** START OF Exercise material **

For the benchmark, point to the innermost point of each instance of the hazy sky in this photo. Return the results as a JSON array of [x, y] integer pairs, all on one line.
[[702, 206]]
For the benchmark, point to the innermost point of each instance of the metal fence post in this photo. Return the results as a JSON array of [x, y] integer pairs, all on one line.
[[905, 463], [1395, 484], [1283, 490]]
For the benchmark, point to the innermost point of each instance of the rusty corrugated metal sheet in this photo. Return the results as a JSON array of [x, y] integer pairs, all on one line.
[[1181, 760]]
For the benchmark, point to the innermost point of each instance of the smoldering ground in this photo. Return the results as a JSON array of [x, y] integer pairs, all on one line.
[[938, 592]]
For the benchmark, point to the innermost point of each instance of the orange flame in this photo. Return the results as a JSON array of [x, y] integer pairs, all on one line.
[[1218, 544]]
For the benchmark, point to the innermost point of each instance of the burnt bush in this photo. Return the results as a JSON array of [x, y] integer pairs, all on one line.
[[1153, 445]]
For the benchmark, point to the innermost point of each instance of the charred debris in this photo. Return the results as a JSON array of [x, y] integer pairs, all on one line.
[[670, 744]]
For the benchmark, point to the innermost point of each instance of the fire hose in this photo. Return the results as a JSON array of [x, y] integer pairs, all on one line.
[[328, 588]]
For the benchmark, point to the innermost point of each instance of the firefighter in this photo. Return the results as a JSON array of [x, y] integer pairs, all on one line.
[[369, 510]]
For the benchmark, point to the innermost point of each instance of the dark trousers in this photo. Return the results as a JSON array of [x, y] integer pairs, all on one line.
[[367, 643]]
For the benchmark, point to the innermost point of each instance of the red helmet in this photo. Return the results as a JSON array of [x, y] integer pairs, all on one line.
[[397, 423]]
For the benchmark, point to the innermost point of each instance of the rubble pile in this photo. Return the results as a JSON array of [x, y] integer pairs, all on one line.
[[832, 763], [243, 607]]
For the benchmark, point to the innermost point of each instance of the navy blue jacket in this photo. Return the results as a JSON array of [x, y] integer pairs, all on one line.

** END OF Exercise material **

→ The task: Please arrange the data from its first line through the line holding "[[938, 592]]", inclusive, as a numbered list, leaving out any blank lines.

→ Reply:
1. For the benchmark, point to the innermost point of each instance of the hazy sky in this photo. Return the results as a JSON array of [x, y] integer pairs, all on one line.
2. [[702, 206]]
3. For the benchmark, point to the innermost point of each instance of the metal fence post in this photo. Return the results as a JSON array of [x, y] integer pairs, all on one line.
4. [[905, 463], [1395, 484], [1283, 490]]
5. For the benchmark, point to the innermost point of each instance of the rusty corrugated metal sheet in this photo. Return the results as a JSON array of [x, y] integer pairs, all on one line.
6. [[1181, 760]]
7. For the benchmark, point to the innermost point of each instance of the smoldering ground in this photo. Return the results as a JSON array of [x, y] integer pairs, all on one line.
8. [[938, 592]]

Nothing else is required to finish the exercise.